QUESTÕES DE ESTUDO
(1) Diga se cada afirmação concorda com o trecho sobre merecer o melhor profissional, respondendo sim ou não e citando literalmente as palavras do trecho que decidem: (a) O trecho pede os melhores professores para as crianças, com salário digno. (b) O trecho afirma que o número de abandonados pela educação é pequeno. (c) Segundo o trecho, muitos políticos conseguem seu lugar sem nenhum voto.
(2) Copie do trecho sobre merecer o melhor profissional a parte que começa em "Todos merecemos o" e vai até "regem no Brasil.".

TRECHO SELECIONADO

══════════════════════════════

05/03/2014
Lya Luft
Não sei quanto a vocês, leitores, mas eu quero em todos os campos o melhor profissional. Eu mereço, vocês merecem, todos merecemos, não importa nossa classe social, cor da pele, ascendência, cultura.
Quando digo todos me refiro também aos moradores dos povoadinhos mais remotos, das aldeias sobre palafitas, das encostas deslizantes de tantos morros e beiras de rio que as chuvaradas levam embora ano após ano – algumas continuam como estavam há muito tempo, pois nada se fez.
Todos merecemos o melhor, começando pelos professores das crianças. Com salário digno, com escola que não esteja em ruínas – onde existirem escolas. O número de abandonados pela educação é incalculável.
Quero os melhores engenheiros: que consigam projetar e fiscalizar a construção de pontes sólidas, edifícios firmes, casas confiáveis – também casas populares, porque todos, incluindo os menos favorecidos, merecem o melhor. Estradas transitáveis, e mais que isso, boas – ligando até cidadezinhas afastadas: todos precisamos do melhor, e disso devem cuidar os governos.
Quero políticos ótimos, interessados no bem de seus eleitores, quando forem eleitos, pois muitos conseguem seu lugar sem um voto sequer, por artes de regras bizarras que tanta coisa regem no Brasil.
Quero os melhores policiais, bem preparados, bem armados, psicologicamente bem orientados, e apoiados pela sociedade e pela Justiça, para poderem cumprir o seu dever.

══════════════════════════════

AMOSTRA DOS REGISTROS
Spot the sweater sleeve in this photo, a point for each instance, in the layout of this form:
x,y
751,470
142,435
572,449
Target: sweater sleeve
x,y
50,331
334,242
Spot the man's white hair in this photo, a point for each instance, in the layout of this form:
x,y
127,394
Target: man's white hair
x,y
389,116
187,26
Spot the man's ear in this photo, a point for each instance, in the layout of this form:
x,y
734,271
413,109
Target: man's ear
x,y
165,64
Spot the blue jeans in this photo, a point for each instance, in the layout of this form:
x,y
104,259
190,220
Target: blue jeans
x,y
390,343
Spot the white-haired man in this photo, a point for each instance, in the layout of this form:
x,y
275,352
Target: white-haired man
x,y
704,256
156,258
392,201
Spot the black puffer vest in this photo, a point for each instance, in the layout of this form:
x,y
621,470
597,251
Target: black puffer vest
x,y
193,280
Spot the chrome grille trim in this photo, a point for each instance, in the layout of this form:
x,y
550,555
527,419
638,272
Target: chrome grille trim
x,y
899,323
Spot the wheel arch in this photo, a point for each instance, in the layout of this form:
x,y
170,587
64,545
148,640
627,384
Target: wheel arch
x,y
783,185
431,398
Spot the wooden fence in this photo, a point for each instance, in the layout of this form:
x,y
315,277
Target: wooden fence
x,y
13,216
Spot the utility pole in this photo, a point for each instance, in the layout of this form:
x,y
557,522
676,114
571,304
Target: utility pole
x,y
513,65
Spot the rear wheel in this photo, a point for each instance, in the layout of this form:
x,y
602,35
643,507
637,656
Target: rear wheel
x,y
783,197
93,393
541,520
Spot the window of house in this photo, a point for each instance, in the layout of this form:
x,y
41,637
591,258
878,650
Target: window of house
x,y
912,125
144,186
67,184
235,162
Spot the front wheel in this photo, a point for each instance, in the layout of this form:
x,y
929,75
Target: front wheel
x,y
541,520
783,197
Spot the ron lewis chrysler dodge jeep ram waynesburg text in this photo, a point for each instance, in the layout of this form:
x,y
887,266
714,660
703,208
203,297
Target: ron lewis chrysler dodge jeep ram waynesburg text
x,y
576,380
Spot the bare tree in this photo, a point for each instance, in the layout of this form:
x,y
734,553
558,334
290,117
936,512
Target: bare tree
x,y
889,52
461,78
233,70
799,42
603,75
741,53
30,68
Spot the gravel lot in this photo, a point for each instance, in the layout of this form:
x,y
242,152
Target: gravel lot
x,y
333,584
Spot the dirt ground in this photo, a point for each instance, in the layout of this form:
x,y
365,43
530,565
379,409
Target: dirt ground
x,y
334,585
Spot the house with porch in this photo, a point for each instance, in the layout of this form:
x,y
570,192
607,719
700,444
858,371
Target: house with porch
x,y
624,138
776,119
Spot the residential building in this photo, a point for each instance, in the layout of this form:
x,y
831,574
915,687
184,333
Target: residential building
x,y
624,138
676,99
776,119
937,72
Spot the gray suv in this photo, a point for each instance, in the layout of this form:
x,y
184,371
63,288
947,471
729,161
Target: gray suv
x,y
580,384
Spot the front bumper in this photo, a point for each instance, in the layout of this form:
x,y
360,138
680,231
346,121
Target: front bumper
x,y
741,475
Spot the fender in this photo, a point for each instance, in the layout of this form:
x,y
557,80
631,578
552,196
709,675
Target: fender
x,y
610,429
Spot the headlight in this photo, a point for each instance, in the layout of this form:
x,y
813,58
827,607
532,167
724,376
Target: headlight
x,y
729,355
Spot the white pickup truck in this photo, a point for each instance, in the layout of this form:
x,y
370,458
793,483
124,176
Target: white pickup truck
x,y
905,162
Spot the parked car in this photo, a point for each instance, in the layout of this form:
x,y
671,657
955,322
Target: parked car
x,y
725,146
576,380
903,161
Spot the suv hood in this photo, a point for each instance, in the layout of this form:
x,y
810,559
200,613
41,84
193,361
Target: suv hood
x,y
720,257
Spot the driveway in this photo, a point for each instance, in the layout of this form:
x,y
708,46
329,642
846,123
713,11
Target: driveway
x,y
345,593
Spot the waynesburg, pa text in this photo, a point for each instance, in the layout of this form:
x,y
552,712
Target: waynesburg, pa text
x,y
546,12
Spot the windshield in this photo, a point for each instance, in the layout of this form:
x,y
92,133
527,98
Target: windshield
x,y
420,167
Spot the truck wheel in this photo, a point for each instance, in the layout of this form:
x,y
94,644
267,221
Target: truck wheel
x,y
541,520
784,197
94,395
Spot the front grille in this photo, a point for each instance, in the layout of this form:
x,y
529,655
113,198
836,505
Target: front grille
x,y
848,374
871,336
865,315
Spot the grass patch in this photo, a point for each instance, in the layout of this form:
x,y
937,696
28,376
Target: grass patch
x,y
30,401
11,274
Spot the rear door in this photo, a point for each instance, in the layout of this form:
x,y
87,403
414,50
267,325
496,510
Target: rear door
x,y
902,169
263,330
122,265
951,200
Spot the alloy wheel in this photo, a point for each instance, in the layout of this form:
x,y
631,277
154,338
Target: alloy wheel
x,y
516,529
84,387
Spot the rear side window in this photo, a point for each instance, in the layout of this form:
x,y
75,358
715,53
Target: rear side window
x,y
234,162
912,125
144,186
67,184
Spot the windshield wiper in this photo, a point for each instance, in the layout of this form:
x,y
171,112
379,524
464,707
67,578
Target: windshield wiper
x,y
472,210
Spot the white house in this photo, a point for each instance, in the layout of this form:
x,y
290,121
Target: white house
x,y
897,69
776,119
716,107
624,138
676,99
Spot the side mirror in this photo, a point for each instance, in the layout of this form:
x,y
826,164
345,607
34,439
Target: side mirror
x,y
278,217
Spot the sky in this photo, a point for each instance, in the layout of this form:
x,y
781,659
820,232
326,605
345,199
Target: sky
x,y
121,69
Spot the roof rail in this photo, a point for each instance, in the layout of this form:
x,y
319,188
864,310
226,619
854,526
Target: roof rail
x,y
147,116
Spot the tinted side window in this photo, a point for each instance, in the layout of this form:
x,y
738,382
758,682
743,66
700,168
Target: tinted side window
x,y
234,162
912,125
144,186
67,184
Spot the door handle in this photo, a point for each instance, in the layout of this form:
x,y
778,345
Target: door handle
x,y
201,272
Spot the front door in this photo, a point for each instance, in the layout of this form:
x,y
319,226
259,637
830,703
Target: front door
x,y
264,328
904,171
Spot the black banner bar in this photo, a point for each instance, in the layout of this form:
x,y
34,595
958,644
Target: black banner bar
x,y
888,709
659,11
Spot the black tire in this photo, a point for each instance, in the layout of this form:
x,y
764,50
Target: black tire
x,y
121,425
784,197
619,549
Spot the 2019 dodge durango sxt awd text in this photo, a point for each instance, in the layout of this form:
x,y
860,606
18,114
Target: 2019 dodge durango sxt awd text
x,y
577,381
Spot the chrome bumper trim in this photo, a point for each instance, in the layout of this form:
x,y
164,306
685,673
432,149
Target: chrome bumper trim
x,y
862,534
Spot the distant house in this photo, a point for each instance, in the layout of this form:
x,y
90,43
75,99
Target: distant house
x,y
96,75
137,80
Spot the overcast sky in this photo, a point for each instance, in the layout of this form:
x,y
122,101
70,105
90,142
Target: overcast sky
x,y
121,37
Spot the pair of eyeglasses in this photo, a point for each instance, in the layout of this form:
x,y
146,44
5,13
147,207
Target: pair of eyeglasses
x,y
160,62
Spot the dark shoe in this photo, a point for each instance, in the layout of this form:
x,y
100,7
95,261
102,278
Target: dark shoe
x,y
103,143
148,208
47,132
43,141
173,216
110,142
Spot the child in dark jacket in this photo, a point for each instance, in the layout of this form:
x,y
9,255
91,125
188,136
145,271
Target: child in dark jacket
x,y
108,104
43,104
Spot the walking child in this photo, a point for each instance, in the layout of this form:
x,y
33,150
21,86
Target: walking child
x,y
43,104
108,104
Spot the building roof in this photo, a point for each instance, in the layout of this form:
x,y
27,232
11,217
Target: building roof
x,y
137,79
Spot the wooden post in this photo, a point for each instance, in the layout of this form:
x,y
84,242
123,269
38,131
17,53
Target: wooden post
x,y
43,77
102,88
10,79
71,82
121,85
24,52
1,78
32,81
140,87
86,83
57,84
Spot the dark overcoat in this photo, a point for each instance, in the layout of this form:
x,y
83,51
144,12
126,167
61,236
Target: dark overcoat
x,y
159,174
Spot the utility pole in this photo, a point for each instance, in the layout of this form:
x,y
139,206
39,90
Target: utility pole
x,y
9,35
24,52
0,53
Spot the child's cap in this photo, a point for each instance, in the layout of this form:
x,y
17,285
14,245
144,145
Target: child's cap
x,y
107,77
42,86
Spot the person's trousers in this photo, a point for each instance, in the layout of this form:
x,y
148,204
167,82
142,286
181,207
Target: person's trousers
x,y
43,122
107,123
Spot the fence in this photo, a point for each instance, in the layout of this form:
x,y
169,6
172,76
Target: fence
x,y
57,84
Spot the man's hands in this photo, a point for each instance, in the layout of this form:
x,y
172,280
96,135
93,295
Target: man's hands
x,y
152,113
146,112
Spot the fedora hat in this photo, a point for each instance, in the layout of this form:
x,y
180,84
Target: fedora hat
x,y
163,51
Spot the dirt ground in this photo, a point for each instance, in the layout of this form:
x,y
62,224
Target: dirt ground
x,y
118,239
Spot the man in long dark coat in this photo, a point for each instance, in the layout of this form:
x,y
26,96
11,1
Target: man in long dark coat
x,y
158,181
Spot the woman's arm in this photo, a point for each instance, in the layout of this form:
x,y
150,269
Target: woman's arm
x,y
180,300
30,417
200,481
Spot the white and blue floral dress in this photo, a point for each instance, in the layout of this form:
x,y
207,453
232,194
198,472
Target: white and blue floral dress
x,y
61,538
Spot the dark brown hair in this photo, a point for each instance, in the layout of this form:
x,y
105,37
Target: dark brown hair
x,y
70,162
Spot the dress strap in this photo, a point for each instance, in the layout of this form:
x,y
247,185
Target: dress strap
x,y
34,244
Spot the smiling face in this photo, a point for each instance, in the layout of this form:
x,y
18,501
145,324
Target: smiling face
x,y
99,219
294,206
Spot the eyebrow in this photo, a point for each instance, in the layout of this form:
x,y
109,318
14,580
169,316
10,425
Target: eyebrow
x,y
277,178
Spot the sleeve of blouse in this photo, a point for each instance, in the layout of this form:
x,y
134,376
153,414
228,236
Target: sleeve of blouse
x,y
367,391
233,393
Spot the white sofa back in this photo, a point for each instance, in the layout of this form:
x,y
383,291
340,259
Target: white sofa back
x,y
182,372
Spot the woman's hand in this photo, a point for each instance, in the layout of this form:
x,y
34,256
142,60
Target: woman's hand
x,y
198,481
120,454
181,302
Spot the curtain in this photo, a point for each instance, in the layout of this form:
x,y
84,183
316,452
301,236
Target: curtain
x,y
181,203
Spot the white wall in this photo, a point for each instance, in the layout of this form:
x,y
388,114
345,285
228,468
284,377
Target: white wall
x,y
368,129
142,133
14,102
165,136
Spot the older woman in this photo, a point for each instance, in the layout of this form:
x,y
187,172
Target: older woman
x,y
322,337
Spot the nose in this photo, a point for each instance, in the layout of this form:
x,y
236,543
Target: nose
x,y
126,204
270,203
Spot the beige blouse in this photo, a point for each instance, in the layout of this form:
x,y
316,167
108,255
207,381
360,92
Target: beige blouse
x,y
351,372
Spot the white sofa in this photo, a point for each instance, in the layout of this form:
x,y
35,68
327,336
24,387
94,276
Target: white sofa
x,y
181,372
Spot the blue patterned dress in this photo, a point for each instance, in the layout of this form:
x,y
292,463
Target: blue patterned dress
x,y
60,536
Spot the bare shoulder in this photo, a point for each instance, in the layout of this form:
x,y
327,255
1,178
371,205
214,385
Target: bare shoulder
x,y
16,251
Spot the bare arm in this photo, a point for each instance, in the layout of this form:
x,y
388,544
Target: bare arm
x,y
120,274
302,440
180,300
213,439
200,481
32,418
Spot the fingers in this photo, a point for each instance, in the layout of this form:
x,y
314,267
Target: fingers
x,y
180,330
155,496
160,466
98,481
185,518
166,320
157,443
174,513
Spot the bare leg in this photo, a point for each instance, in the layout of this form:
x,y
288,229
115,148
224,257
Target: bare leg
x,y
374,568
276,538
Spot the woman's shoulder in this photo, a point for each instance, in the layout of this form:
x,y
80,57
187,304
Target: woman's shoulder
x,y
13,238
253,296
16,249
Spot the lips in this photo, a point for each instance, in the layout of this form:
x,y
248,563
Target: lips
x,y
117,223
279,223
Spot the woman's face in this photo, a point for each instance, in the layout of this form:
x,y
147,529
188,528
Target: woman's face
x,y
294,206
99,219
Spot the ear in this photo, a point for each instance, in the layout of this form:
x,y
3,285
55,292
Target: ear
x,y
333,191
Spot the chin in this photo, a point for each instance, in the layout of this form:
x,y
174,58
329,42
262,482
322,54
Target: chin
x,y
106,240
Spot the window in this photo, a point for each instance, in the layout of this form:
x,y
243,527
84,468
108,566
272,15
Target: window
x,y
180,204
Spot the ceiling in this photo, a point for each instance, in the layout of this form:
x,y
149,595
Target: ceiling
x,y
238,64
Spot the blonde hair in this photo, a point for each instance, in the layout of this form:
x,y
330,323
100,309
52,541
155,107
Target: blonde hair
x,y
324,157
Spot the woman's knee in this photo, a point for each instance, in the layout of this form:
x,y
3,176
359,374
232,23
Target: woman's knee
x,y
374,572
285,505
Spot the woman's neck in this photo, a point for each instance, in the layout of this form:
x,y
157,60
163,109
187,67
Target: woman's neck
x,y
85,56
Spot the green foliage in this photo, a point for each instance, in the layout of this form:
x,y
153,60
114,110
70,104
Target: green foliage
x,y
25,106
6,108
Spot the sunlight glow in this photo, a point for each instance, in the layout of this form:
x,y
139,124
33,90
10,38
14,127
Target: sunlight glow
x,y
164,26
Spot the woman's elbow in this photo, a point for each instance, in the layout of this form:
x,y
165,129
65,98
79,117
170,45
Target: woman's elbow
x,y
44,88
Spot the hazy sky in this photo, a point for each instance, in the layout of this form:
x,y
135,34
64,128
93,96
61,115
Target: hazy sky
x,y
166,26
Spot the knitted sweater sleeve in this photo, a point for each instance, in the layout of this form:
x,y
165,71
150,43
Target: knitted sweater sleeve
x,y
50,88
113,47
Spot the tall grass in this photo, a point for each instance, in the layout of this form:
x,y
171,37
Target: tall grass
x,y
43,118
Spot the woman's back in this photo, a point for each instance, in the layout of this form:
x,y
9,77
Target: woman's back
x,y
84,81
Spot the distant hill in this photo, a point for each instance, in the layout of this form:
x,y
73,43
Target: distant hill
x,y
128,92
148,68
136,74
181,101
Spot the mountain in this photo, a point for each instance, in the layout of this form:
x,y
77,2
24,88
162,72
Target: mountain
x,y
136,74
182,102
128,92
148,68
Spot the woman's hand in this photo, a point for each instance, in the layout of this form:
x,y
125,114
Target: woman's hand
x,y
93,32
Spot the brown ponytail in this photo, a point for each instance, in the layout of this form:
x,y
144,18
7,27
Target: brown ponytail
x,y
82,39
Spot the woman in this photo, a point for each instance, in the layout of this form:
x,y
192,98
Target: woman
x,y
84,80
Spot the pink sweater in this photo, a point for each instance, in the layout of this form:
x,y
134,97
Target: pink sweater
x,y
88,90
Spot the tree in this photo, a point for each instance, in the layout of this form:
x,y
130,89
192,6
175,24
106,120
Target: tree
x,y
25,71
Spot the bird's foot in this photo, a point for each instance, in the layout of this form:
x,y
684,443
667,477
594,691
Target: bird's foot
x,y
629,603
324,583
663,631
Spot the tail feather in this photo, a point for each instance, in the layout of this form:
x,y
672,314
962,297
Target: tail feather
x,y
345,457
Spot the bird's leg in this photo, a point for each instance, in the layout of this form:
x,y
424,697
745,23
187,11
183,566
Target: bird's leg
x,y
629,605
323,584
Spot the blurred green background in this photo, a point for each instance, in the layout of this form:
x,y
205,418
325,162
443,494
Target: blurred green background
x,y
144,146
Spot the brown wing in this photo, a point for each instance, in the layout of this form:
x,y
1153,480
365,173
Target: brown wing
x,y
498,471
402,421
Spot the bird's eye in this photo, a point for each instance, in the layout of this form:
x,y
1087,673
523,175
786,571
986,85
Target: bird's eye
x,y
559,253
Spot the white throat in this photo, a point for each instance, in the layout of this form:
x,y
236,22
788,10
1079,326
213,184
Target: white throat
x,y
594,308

══════════════════════════════

GABARITO
(1)
(a) Sim: "começando pelos professores das crianças. Com salário digno"
(b) Não: "O número de abandonados pela educação é incalculável."
(c) Sim: "muitos conseguem seu lugar sem um voto sequer"

(2)
Todos merecemos o melhor, começando pelos professores das crianças. Com salário digno, com escola que não esteja em ruínas – onde existirem escolas. O número de abandonados pela educação é incalculável.
Quero os melhores engenheiros: que consigam projetar e fiscalizar a construção de pontes sólidas, edifícios firmes, casas confiáveis – também casas populares, porque todos, incluindo os menos favorecidos, merecem o melhor. Estradas transitáveis, e mais que isso, boas – ligando até cidadezinhas afastadas: todos precisamos do melhor, e disso devem cuidar os governos.
Quero políticos ótimos, interessados no bem de seus eleitores, quando forem eleitos, pois muitos conseguem seu lugar sem um voto sequer, por artes de regras bizarras que tanta coisa regem no Brasil.